▸ What you have to do:
Answer from the forum thread comparing the Dogtra Arc and the Pro-Educator PE-900:
1. What breed of dog does ericstl have?
2. Which collar does GatorDog say is probably more user friendly?
3. What is GatorDog's main reason for sticking with ecollar technologies?

# Dogtra Arc vs. Pro-Educator PE-900



## ericstl (Jun 18, 2016)

We have a german shepherd who has been going through obedience training. The trainer recently suggested getting an e-collar. We have never used one in the past with any of our previous dogs so I have had to do a lot of online research about them. I have it narrowed down to the Dogtra Arc and the Pro-Educator PE-900 (one the trainer recommends). Based on the reviews I found there does not seem to be a consensus that would allow a person to say one unit is definitively better. It appears both companies have people who have had issues with the equipment and customer service as well as both seem to have their own loyal fan following. I was wondering if anyone has used both and can provide a pro's and con's comparison of both the equipment and possibly the customer service. Any insight would be greatly appreciated.


----------



## GatorDog (Aug 17, 2011)

I like both collars, and would say that the Dogtra is probably more user friendly than the PE900. The EZ900 is a bit less complicated of a system that way. The main reason I stick with ecollar technologies over others so far is because of their customer service.

▸ Items:
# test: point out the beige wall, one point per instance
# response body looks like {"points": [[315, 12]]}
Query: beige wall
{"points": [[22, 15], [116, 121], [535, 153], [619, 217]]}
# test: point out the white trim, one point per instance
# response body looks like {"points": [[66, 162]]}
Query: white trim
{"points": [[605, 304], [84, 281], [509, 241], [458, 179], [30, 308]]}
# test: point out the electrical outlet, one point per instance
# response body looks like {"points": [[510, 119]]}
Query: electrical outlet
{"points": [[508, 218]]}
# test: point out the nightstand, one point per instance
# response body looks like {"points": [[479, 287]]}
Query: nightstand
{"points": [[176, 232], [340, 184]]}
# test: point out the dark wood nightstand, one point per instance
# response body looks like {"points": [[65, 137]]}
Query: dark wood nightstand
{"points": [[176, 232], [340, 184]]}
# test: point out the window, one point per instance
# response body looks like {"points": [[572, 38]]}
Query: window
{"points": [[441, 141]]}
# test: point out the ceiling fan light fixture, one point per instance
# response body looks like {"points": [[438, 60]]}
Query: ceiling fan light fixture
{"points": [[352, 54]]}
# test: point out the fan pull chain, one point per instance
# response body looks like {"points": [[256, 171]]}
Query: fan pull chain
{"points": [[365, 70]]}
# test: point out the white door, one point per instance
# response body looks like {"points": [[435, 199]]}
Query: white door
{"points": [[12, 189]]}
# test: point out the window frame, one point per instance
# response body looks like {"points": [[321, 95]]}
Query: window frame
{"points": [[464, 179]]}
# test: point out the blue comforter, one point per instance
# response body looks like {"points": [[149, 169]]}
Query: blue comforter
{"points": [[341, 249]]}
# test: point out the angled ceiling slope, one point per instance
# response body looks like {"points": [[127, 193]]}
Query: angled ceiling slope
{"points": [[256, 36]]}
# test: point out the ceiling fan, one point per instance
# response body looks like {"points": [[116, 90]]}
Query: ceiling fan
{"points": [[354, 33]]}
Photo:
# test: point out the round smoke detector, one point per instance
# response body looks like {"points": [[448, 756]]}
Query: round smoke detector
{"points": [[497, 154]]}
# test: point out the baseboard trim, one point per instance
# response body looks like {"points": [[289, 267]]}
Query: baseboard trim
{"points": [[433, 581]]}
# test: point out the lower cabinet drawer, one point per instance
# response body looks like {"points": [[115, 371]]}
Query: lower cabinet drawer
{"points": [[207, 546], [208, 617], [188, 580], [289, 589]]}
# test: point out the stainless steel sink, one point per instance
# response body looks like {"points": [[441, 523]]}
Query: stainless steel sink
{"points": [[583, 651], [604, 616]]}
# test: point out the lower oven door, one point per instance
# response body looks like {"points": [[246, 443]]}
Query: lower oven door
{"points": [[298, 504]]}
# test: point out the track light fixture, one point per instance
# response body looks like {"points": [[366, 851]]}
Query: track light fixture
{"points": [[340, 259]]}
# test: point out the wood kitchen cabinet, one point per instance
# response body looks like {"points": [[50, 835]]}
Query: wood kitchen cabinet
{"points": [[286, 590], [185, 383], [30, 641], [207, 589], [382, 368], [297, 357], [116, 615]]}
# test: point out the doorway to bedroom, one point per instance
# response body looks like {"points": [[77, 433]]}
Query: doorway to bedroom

▸ Exercise result:
1. A German shepherd.
2. The Dogtra.
3. Their customer service.